— Problem to work on —
Continue the Kubernetes cluster setup guide from the point where it stops.

— Selection —
((

The second kind wants to know what's happening underneath. How does the scheduler actually decide where to place a pod? What does kubeadm actually do when you run kubeadm init? Why does Calico need kernel modules? What breaks when your pod CIDR overlaps with your host network?

This series is for the second kind.

I built a two-node Kubernetes cluster from scratch on two Ubuntu VMs in my homelab, deployed a production-style full-stack application on top of it, built CI pipelines with SAST and vulnerability scanning, debugged every error the cluster threw at me, and documented every step. This is that documentation — written so you can follow along, break things, fix them, and walk away understanding why Kubernetes works the way it does.

By the end of Part 1, you'll have:

A fully functional two-node kubeadm cluster
A 3-service application running on it (Next.js + Django REST API + PostgreSQL)
Proper use of ConfigMaps, Secrets, StatefulSets, Jobs, probes, and resource limits
CI pipelines with SAST, dependency scanning, and Docker image vulnerability scanning
A deep understanding of every concept you implemented

The Architecture

Your Laptop
    │
    ├── k8s-master  (192.168.1.100) — Control Plane
    │       kube-apiserver, etcd, scheduler,
    │       controller-manager, CoreDNS, Calico
    │
    └── k8s-worker-node (192.168.1.101) — Worker
            kubelet, kube-proxy, Calico
            Your actual workloads run here

Node specs:

Node	Role	IP	OS	Specs
k8s-master	Control Plane	192.168.1.100	Ubuntu 24.04 LTS	2 vCPU, 4GB RAM
k8s-worker-node	Worker	192.168.1.101	Ubuntu 24.04 LTS	2 vCPU, 4GB RAM

Both VMs run on VMware. You can use VirtualBox, Hyper-V, or any hypervisor — the Kubernetes setup is identical.

Part 1 — Bootstrapping the Cluster

Why kubeadm Instead of a Managed Service?

Managed Kubernetes (EKS, GKE, AKS) hides the control plane from you. You never see the API server. You never touch etcd. You never configure a CNI plugin from scratch. That's great for production but terrible for learning.

kubeadm is the official Kubernetes cluster bootstrapping tool. It handles the hard parts — generating certificates, writing control plane manifests, configuring etcd — while still giving you full access to everything. Running kubeadm once teaches you more about how Kubernetes actually works than months of using managed services.

Step 1 — Set Hostnames

On the control plane VM:

sudo hostnamectl set-hostname k8s-master

On the worker VM:

sudo hostnamectl set-hostname k8s-worker-node

On both VMs, add entries to /etc/hosts so nodes can resolve each other by name:

sudo nano /etc/hosts

Add at the bottom:

192.168.1.100  k8s-master
192.168.1.101  k8s-worker-node

Step 2 — Disable Swap (Both VMs)

Kubernetes requires swap to be off. The kubelet enforces this because swap causes unpredictable memory behaviour that breaks scheduling guarantees — if a container exceeds its memory limit, it should be OOMKilled immediately, not start swapping to disk and silently degrading.

))

— Excerpted records —
((

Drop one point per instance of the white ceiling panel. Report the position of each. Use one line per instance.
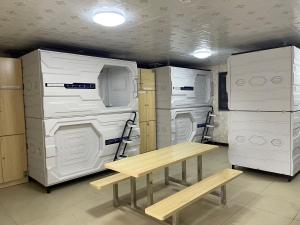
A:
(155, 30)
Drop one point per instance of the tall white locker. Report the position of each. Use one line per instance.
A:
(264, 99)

))
((

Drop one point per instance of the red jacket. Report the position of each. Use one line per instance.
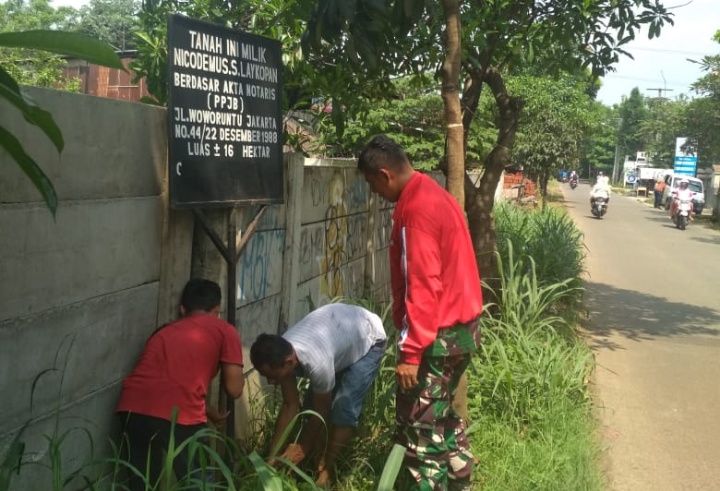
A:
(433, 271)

))
((

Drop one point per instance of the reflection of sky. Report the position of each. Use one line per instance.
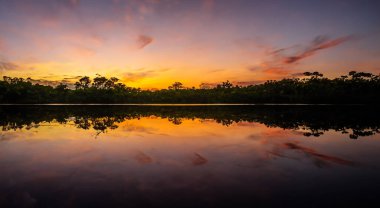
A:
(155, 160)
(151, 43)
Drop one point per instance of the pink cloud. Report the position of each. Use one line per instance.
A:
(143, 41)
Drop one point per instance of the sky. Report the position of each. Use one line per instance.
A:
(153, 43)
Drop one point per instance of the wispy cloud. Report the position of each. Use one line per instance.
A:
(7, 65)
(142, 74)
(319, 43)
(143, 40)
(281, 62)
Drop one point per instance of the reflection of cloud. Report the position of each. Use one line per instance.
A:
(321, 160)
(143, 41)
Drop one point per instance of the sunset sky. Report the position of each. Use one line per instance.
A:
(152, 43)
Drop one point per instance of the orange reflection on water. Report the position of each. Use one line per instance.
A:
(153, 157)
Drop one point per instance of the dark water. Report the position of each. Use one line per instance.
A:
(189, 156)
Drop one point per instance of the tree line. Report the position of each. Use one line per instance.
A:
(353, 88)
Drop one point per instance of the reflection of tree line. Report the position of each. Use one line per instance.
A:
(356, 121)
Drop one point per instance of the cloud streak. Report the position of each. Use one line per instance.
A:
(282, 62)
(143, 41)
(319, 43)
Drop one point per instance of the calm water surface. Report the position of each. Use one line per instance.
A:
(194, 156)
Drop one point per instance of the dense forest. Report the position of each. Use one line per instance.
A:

))

— Exercise output —
# Disable immediately
sudo swapoff -a

# Disable permanently across reboots
sudo sed -i '/ swap / s/^\(.*\)$/#\1/g' /etc/fstab

Verify:

free -h
# Swap row should show 0B

Step 3 — Load Kernel Modules (Both VMs)

Kubernetes networking needs two kernel modules:

overlay — handles the layered filesystem that containers use
br_netfilter — allows iptables to see traffic crossing network bridges (required for pod-to-pod networking)

sudo modprobe overlay
sudo modprobe br_netfilter

# Make them persist across reboots
cat <<EOF | sudo tee /etc/modules-load.d/k8s.conf
overlay
br_netfilter
EOF

Step 4 — Set Kernel Networking Parameters (Both VMs)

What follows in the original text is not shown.